- _WHAT THE TASK REQUIRES_:
Write the listing out once more, with every line exactly as it stands.

Top of EXTRACTED MATERIAL

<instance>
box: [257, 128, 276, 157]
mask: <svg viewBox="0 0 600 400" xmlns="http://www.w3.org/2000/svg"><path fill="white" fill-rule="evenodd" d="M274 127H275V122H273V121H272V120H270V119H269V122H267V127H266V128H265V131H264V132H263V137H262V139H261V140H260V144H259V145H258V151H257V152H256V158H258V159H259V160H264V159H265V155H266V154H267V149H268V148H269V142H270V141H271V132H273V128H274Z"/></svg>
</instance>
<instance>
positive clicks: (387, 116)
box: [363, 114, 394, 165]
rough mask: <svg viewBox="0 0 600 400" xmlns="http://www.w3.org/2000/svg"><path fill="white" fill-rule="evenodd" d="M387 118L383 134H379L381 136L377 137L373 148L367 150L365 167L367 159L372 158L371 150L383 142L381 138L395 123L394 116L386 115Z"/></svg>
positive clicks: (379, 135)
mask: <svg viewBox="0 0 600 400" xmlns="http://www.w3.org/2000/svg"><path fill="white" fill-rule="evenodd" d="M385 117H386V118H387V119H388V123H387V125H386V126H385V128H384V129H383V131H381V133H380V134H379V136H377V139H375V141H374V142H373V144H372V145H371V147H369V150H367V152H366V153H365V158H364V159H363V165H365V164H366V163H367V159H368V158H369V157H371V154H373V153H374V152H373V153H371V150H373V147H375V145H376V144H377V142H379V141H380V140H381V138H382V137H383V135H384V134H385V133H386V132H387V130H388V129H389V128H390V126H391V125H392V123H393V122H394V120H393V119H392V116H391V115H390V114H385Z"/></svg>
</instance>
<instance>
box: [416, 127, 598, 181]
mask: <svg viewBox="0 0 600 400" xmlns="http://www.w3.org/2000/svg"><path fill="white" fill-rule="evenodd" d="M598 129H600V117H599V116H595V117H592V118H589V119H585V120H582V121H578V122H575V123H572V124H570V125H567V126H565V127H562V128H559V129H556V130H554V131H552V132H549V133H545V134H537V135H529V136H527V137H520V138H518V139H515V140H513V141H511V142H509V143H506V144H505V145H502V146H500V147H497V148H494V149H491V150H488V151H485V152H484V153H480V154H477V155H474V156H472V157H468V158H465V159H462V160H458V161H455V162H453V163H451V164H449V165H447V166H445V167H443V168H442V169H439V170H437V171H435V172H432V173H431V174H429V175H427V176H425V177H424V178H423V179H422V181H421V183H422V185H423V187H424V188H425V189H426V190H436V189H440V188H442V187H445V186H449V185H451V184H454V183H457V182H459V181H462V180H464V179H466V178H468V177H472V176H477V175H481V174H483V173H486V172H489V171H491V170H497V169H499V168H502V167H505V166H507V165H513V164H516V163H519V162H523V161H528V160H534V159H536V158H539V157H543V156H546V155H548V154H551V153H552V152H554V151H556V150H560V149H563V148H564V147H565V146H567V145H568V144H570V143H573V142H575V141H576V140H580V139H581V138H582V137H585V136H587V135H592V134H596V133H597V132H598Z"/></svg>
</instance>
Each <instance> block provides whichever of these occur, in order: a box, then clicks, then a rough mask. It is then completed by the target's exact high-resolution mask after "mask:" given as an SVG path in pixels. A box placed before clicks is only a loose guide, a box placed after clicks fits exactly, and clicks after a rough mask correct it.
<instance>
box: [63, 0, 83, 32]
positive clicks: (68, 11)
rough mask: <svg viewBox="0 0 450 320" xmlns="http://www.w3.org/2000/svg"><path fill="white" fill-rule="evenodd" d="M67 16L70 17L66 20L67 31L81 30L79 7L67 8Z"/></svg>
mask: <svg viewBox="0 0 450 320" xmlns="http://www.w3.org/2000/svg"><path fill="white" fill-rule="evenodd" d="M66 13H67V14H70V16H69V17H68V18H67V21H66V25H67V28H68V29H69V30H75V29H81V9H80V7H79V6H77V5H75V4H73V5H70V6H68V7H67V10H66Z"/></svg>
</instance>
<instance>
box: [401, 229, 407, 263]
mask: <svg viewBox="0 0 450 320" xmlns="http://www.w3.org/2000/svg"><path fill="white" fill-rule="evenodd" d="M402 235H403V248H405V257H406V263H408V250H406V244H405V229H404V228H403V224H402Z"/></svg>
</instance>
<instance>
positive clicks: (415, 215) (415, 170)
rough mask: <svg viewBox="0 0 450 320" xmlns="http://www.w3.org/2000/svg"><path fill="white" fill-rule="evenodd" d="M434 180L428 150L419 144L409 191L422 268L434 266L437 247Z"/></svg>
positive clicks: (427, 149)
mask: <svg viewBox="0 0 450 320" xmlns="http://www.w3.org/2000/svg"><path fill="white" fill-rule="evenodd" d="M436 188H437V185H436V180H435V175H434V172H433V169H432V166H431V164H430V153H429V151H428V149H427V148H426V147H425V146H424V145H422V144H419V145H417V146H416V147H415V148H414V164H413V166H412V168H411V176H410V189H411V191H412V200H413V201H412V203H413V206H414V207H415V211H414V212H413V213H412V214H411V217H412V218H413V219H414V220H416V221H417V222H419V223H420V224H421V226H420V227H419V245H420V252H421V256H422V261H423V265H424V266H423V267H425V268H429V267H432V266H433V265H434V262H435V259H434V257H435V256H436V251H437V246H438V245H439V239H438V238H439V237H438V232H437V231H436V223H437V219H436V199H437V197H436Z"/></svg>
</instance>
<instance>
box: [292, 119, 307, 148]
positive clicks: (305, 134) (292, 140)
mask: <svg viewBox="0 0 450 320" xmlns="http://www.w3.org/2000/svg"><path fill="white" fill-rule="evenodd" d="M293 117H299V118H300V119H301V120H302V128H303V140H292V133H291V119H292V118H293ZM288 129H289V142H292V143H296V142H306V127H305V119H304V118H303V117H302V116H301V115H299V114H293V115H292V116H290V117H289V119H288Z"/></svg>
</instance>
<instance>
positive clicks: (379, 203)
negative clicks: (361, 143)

Bottom of EXTRACTED MATERIAL

- _TASK OUTPUT_:
<instance>
box: [257, 128, 276, 157]
mask: <svg viewBox="0 0 600 400" xmlns="http://www.w3.org/2000/svg"><path fill="white" fill-rule="evenodd" d="M274 127H275V122H273V121H272V120H270V119H269V122H267V127H266V128H265V131H264V132H263V137H262V139H261V140H260V144H259V145H258V151H257V152H256V158H258V159H259V160H264V159H265V155H266V154H267V149H268V148H269V142H270V141H271V132H273V128H274Z"/></svg>
</instance>
<instance>
positive clicks: (387, 116)
box: [363, 114, 394, 165]
rough mask: <svg viewBox="0 0 600 400" xmlns="http://www.w3.org/2000/svg"><path fill="white" fill-rule="evenodd" d="M387 118L383 134H379L381 136L377 137L373 148L367 150L365 167L367 159L372 158L371 150L383 142L381 138L395 123L394 116L386 115Z"/></svg>
positive clicks: (379, 135)
mask: <svg viewBox="0 0 600 400" xmlns="http://www.w3.org/2000/svg"><path fill="white" fill-rule="evenodd" d="M385 117H386V118H387V119H388V123H387V125H386V126H385V128H384V129H383V131H381V133H380V134H379V136H377V139H375V141H374V142H373V144H372V145H371V147H369V150H367V152H366V153H365V158H364V159H363V165H365V164H366V163H367V159H368V158H369V157H371V154H373V153H374V152H373V153H371V150H373V147H375V145H376V144H377V142H379V141H380V140H381V138H382V137H383V135H384V134H385V133H386V132H387V130H388V129H389V128H390V126H391V125H392V123H393V122H394V120H393V119H392V116H391V115H390V114H385Z"/></svg>
</instance>
<instance>
box: [416, 127, 598, 181]
mask: <svg viewBox="0 0 600 400" xmlns="http://www.w3.org/2000/svg"><path fill="white" fill-rule="evenodd" d="M598 129H600V117H599V116H595V117H592V118H589V119H585V120H582V121H578V122H575V123H572V124H570V125H567V126H565V127H562V128H559V129H556V130H554V131H552V132H549V133H545V134H537V135H529V136H527V137H520V138H518V139H515V140H513V141H511V142H509V143H506V144H505V145H502V146H500V147H497V148H494V149H491V150H488V151H485V152H484V153H480V154H477V155H474V156H472V157H468V158H465V159H462V160H458V161H455V162H453V163H451V164H449V165H447V166H445V167H443V168H442V169H439V170H437V171H435V172H432V173H431V174H429V175H427V176H425V177H424V178H423V179H422V181H421V183H422V185H423V187H424V188H425V189H426V190H436V189H440V188H442V187H445V186H449V185H451V184H454V183H457V182H459V181H462V180H464V179H466V178H468V177H472V176H477V175H481V174H483V173H486V172H489V171H491V170H497V169H499V168H502V167H505V166H507V165H513V164H516V163H519V162H523V161H528V160H534V159H536V158H539V157H543V156H546V155H548V154H551V153H552V152H554V151H556V150H560V149H563V148H564V147H565V146H567V145H568V144H570V143H573V142H575V141H576V140H580V139H581V138H582V137H585V136H587V135H592V134H596V133H597V132H598Z"/></svg>
</instance>
Each <instance> block provides whichever of these occur, in order: a box, then clicks, then a rough mask. It is then completed by the target's exact high-resolution mask after "mask:" given as an SVG path in pixels. A box placed before clicks is only a loose guide, a box placed after clicks fits exactly, and clicks after a rough mask correct it.
<instance>
box: [63, 0, 83, 32]
positive clicks: (68, 11)
rough mask: <svg viewBox="0 0 450 320" xmlns="http://www.w3.org/2000/svg"><path fill="white" fill-rule="evenodd" d="M67 16L70 17L66 20L67 31L81 30L79 7L67 8Z"/></svg>
mask: <svg viewBox="0 0 450 320" xmlns="http://www.w3.org/2000/svg"><path fill="white" fill-rule="evenodd" d="M66 13H67V14H70V16H69V17H68V18H67V21H66V25H67V28H68V29H69V30H75V29H81V9H80V7H79V6H77V5H75V4H73V5H70V6H68V7H67V10H66Z"/></svg>
</instance>
<instance>
box: [401, 229, 407, 263]
mask: <svg viewBox="0 0 450 320" xmlns="http://www.w3.org/2000/svg"><path fill="white" fill-rule="evenodd" d="M402 235H403V248H405V257H406V263H408V250H406V244H405V229H404V228H403V224H402Z"/></svg>
</instance>
<instance>
positive clicks: (415, 215) (415, 170)
rough mask: <svg viewBox="0 0 450 320" xmlns="http://www.w3.org/2000/svg"><path fill="white" fill-rule="evenodd" d="M434 180L428 150L419 144L409 191L422 268L434 266L437 247Z"/></svg>
positive clicks: (427, 149)
mask: <svg viewBox="0 0 450 320" xmlns="http://www.w3.org/2000/svg"><path fill="white" fill-rule="evenodd" d="M436 188H437V185H436V180H435V175H434V172H433V169H432V166H431V164H430V153H429V151H428V149H427V148H426V147H425V146H424V145H422V144H419V145H417V146H416V147H415V148H414V164H413V166H412V168H411V176H410V189H411V191H412V200H413V201H412V203H413V206H414V207H415V211H414V212H413V213H412V214H411V217H412V218H413V219H414V220H416V221H417V222H419V223H420V224H421V226H420V227H419V245H420V252H421V256H422V261H423V265H424V266H423V267H425V268H429V267H432V266H433V265H434V262H435V259H434V257H435V256H436V251H437V246H438V245H439V239H438V238H439V237H438V232H437V231H436V223H437V219H436V199H437V197H436Z"/></svg>
</instance>
<instance>
box: [292, 119, 307, 148]
positive clicks: (305, 134) (292, 140)
mask: <svg viewBox="0 0 450 320" xmlns="http://www.w3.org/2000/svg"><path fill="white" fill-rule="evenodd" d="M293 117H299V118H300V119H301V120H302V128H303V140H292V133H291V119H292V118H293ZM288 129H289V142H292V143H296V142H306V127H305V119H304V118H303V117H302V116H301V115H299V114H293V115H292V116H290V117H289V119H288Z"/></svg>
</instance>
<instance>
positive clicks: (379, 203)
negative clicks: (361, 143)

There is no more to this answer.